▶ [WORK ITEM]
Recast the lines of the items below as a numbered list, leaving out any blank lines.

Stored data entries
━━━━━━━━━━━━━━━━

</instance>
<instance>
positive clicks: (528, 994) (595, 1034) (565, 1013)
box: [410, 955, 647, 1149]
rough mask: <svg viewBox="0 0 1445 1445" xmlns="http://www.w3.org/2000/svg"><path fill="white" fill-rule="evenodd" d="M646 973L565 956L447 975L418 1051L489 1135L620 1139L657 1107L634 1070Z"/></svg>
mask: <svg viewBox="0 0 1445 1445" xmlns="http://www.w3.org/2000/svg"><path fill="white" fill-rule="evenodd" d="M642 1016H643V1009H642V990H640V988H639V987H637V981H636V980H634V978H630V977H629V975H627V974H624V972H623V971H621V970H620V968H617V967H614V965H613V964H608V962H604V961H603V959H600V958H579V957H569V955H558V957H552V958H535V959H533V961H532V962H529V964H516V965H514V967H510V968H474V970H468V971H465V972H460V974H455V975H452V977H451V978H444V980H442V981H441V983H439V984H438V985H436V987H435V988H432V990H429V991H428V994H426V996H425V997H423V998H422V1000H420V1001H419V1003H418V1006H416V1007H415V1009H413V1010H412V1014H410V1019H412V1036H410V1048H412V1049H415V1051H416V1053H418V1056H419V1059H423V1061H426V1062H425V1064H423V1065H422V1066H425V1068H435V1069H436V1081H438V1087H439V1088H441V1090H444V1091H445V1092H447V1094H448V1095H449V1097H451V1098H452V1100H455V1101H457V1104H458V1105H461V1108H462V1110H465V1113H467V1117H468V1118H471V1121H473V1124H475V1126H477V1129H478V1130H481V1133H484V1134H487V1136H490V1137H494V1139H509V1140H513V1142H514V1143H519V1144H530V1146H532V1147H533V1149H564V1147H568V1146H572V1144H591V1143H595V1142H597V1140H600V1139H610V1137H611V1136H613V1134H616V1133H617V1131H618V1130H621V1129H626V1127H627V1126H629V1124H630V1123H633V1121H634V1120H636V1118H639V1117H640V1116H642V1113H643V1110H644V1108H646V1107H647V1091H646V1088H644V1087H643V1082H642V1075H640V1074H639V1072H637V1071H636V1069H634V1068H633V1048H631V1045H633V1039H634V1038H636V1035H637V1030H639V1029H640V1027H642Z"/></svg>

━━━━━━━━━━━━━━━━

▶ [ANSWER FOR THIS EXERCISE]
1. </instance>
2. <instance>
3. positive clicks: (528, 994) (595, 1034) (565, 1013)
4. box: [410, 955, 647, 1149]
5. rough mask: <svg viewBox="0 0 1445 1445" xmlns="http://www.w3.org/2000/svg"><path fill="white" fill-rule="evenodd" d="M646 973L565 956L447 975L418 1051L489 1135L620 1139L657 1107L634 1070Z"/></svg>
6. mask: <svg viewBox="0 0 1445 1445" xmlns="http://www.w3.org/2000/svg"><path fill="white" fill-rule="evenodd" d="M642 1016H643V1009H642V990H640V988H639V987H637V981H636V980H634V978H630V977H629V975H627V974H624V972H623V971H621V970H620V968H617V967H614V965H613V964H608V962H604V961H603V959H600V958H579V957H569V955H558V957H552V958H535V959H533V961H532V962H529V964H516V965H514V967H510V968H474V970H468V971H465V972H460V974H455V975H452V977H451V978H444V980H442V981H441V983H439V984H438V985H436V987H435V988H432V990H429V991H428V994H426V996H425V997H423V998H422V1000H420V1001H419V1003H418V1006H416V1007H415V1009H413V1010H412V1014H410V1019H412V1036H410V1048H412V1049H415V1051H416V1053H418V1056H419V1059H423V1061H426V1062H425V1064H423V1065H422V1066H425V1068H435V1069H436V1081H438V1087H439V1088H441V1090H444V1091H445V1092H447V1094H448V1095H449V1097H451V1098H452V1100H455V1101H457V1104H458V1105H461V1108H462V1110H465V1113H467V1117H468V1118H471V1121H473V1124H475V1126H477V1129H478V1130H481V1133H484V1134H487V1136H490V1137H494V1139H509V1140H513V1142H514V1143H519V1144H530V1146H532V1147H533V1149H564V1147H568V1146H572V1144H591V1143H595V1142H597V1140H600V1139H610V1137H611V1136H613V1134H616V1133H617V1131H618V1130H621V1129H626V1127H627V1126H629V1124H630V1123H633V1121H634V1120H636V1118H639V1117H640V1116H642V1113H643V1110H644V1108H646V1107H647V1091H646V1088H644V1087H643V1082H642V1075H640V1074H639V1072H637V1071H636V1069H634V1068H633V1048H631V1045H633V1039H634V1038H636V1035H637V1030H639V1029H640V1027H642Z"/></svg>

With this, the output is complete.